## Exercise aim
Each line of the records below that contains "carpeted" needs to be copied.

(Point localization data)
--------------------------------------------------

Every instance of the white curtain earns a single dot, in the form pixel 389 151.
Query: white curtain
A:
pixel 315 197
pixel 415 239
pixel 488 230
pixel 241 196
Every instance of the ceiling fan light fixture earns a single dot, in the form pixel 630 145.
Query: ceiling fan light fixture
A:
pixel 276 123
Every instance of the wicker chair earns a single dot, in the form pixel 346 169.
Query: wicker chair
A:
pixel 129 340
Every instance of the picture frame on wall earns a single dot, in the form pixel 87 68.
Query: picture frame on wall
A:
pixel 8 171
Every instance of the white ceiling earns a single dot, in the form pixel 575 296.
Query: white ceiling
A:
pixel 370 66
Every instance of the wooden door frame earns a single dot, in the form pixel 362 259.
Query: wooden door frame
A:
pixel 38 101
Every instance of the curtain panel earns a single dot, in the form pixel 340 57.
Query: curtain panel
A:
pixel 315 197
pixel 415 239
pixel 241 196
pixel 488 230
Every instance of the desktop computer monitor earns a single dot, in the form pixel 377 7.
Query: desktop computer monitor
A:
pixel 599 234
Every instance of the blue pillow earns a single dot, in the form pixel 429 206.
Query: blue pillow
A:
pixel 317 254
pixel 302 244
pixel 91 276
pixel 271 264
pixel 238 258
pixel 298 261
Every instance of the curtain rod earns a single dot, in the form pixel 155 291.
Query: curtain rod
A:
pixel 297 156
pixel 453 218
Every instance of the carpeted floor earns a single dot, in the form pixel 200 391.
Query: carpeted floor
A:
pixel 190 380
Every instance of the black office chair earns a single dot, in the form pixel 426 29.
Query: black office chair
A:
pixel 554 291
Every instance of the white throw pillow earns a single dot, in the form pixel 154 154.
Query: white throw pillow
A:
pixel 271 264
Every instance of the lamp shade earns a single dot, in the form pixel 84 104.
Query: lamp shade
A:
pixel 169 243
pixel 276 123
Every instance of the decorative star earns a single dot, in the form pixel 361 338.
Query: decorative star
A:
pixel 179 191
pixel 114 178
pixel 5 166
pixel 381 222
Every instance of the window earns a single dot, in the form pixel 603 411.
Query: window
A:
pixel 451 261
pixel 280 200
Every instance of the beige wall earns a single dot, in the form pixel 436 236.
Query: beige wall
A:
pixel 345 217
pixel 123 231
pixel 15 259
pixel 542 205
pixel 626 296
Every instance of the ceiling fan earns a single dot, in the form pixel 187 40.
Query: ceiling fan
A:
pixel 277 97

--------------------------------------------------

## Task output
Every instance of the carpeted floor earns a single dot, in the form pixel 200 391.
Query: carpeted floor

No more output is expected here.